What needs to be done: In the entries below, find the line with "Expected: one pin per instance of the utility" and the line with "Expected: one pin per instance of the overcast"; give again those lines and every line between them, exactly.

Excerpted records:
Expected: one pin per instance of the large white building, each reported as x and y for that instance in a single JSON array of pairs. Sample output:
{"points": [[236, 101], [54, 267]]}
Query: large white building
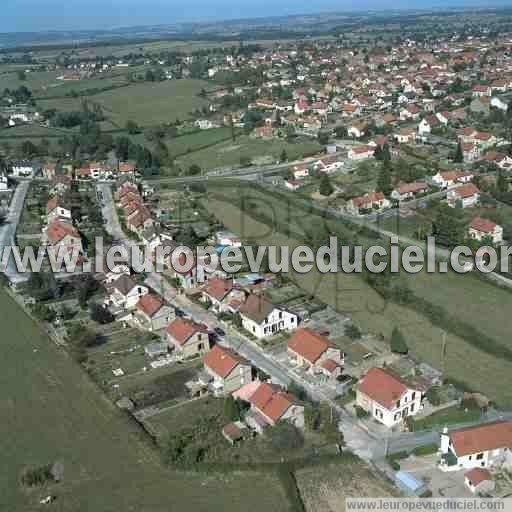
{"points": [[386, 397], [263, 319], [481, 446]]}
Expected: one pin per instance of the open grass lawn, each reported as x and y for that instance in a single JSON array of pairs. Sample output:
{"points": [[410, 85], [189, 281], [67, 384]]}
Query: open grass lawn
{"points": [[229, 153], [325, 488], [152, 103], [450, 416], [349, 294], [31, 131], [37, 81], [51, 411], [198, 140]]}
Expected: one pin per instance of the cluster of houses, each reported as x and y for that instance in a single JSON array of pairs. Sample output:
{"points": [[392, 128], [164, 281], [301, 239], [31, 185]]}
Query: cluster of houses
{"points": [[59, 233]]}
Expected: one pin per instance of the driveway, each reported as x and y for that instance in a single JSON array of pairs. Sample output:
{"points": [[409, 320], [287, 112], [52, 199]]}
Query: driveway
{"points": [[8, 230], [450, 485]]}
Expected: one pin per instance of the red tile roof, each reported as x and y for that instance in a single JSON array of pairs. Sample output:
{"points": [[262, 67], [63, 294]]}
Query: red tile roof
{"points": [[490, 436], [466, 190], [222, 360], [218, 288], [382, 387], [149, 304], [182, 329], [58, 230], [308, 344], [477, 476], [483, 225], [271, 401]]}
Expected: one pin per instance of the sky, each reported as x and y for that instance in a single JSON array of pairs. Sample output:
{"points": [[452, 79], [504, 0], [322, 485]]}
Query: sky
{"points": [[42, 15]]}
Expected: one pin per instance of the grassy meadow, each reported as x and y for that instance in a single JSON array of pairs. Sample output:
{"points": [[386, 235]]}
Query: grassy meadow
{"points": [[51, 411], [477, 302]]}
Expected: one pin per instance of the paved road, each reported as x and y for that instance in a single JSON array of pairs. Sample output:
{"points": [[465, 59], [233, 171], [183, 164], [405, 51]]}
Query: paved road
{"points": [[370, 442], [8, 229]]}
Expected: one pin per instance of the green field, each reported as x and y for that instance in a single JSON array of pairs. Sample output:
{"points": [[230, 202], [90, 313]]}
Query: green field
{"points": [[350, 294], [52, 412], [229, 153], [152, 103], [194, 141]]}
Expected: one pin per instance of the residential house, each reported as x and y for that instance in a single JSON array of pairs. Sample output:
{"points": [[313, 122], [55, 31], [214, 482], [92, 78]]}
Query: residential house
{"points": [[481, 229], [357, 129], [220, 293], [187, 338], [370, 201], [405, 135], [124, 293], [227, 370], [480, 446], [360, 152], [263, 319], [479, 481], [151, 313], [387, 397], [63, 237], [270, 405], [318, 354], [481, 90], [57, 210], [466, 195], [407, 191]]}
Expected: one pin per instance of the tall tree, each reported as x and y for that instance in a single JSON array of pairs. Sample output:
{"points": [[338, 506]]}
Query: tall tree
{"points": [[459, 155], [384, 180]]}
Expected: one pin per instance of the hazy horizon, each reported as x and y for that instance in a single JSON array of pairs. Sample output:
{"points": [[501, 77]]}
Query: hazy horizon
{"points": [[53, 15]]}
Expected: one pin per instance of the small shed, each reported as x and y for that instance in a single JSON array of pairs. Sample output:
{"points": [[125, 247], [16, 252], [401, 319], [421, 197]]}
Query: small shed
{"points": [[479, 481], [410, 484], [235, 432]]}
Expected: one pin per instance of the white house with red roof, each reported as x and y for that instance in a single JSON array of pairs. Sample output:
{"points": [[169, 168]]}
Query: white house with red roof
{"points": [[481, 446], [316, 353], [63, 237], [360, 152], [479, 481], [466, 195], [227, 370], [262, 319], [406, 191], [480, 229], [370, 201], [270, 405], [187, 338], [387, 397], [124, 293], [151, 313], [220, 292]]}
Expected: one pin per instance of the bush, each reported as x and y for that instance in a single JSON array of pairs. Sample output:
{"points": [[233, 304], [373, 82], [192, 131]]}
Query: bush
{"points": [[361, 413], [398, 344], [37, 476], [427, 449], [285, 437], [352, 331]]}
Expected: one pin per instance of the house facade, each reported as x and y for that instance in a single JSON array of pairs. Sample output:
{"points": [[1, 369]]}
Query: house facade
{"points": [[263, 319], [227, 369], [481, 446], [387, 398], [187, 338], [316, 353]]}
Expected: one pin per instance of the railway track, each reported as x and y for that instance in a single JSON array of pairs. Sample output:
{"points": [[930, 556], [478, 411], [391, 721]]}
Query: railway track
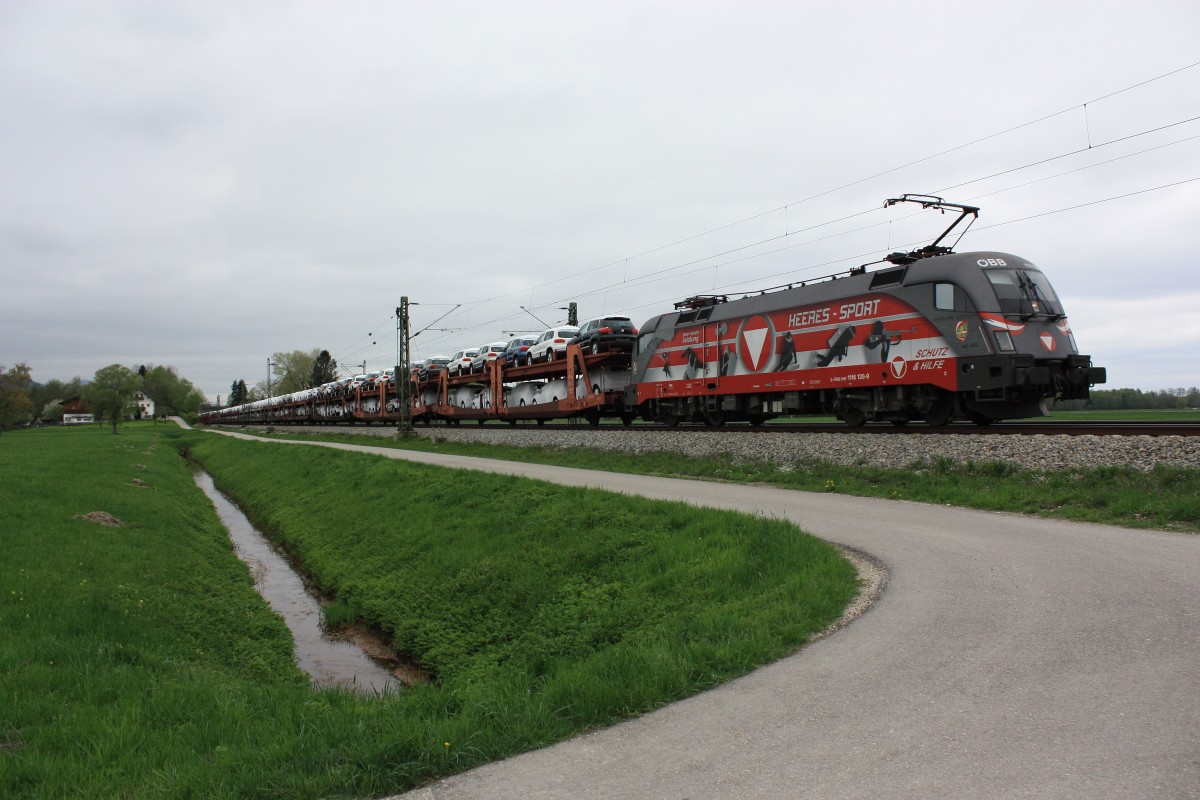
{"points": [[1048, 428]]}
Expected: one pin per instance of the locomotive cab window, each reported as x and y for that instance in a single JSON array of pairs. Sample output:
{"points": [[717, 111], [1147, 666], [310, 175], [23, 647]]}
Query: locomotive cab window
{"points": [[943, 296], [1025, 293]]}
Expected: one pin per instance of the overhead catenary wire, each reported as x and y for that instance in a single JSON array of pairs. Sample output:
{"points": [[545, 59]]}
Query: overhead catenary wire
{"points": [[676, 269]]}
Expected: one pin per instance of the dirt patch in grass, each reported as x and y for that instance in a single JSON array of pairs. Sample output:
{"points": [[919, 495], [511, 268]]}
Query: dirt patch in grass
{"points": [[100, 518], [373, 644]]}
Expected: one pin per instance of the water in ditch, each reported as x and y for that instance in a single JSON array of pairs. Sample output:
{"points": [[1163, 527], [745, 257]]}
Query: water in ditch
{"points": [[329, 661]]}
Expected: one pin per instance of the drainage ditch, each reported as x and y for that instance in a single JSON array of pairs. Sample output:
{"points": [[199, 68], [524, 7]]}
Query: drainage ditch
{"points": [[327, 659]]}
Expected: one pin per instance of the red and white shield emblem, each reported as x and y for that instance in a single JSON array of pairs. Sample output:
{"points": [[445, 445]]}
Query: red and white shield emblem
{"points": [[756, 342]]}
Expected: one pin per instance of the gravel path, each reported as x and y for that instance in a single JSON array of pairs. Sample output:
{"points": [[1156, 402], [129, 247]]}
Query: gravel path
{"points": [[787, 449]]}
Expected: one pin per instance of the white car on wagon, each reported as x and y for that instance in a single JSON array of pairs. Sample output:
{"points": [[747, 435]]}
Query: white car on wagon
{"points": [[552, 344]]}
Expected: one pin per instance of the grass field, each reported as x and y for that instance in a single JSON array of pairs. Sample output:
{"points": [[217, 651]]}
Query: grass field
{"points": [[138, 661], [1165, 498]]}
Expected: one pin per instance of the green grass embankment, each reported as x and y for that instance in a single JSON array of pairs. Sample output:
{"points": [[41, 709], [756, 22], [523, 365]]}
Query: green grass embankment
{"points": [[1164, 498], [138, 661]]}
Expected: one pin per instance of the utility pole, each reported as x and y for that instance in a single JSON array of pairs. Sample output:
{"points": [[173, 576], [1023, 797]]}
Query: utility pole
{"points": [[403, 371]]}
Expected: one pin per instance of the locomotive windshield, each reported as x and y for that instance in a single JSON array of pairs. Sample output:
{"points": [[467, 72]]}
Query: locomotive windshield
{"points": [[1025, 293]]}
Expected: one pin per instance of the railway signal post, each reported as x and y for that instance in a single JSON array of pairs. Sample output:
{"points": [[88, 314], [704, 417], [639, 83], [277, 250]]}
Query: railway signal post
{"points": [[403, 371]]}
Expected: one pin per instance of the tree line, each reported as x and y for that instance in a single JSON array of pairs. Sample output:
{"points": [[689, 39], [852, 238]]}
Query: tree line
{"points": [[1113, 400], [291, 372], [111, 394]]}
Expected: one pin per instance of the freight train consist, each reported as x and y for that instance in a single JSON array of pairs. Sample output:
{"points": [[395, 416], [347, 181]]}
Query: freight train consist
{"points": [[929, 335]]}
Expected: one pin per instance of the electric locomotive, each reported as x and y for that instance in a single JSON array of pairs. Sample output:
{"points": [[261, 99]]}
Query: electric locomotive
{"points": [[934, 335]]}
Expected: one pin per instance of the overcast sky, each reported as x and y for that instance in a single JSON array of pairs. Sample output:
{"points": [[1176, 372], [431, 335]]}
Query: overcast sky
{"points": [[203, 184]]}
--
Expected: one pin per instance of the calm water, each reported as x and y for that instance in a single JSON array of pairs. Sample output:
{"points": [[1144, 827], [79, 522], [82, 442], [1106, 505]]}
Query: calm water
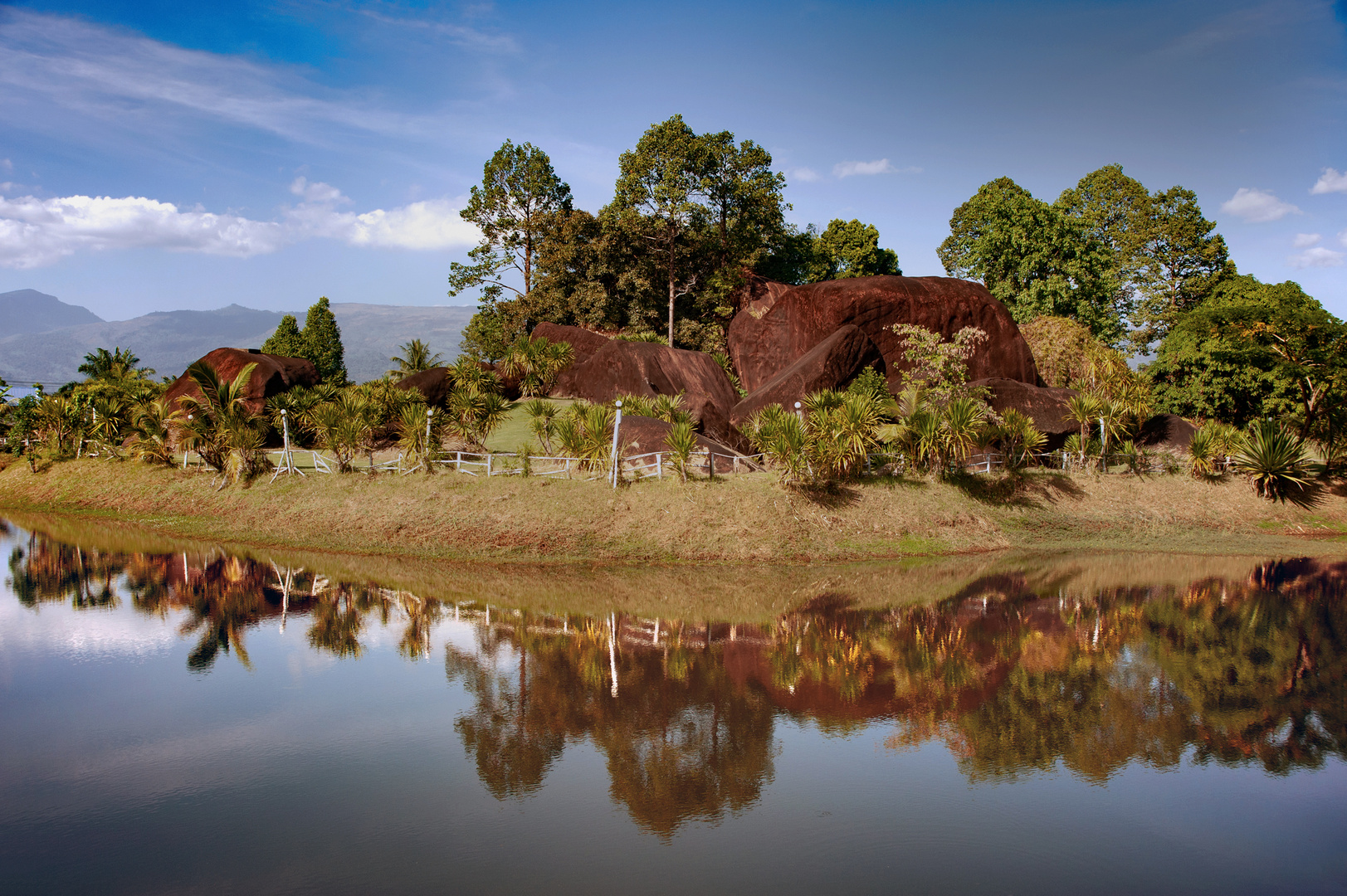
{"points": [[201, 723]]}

Task answer:
Expected: one pin per instance of the utility pole, each reported as x and y for that instance in a single JSON array of pairs. Sample output:
{"points": [[173, 576], [1023, 797]]}
Query: utility pole
{"points": [[403, 371]]}
Expected: one pin per instance of the locomotive windshield, each reported as x and y for that instance in a single JSON array of pairs. Sample output:
{"points": [[467, 72]]}
Query: locomotive windshield
{"points": [[1025, 293]]}
Expected: one pin per instance of the railway signal post, each reported as x and y for that instance in a single JSON array of pairs. Sample output:
{"points": [[88, 314], [704, 417], [639, 83], [277, 250]]}
Query: railway signal post
{"points": [[403, 371]]}
Expected: one pin per instance of the tree line, each reported as x and y for that instance in a single JSON array of pairs. Sample output:
{"points": [[689, 39], [852, 238]]}
Query: tree line
{"points": [[1113, 400], [291, 372], [111, 394]]}
Expected: one pin per instance of the freight train consist, each reported as x and y for that instance in a single JSON array of pairs. Sample output:
{"points": [[395, 416], [347, 181]]}
Query: freight train consist
{"points": [[929, 335]]}
Expected: one pin per instance of the electric locomotive, each reported as x and y for that instance in a single JSON array of pairs. Sample output:
{"points": [[261, 99]]}
Query: electric locomotive
{"points": [[934, 335]]}
Expected: one pin per instance of the overcast sky, each reported as x and y for that instance in a single JSON array of pairs. Sample output:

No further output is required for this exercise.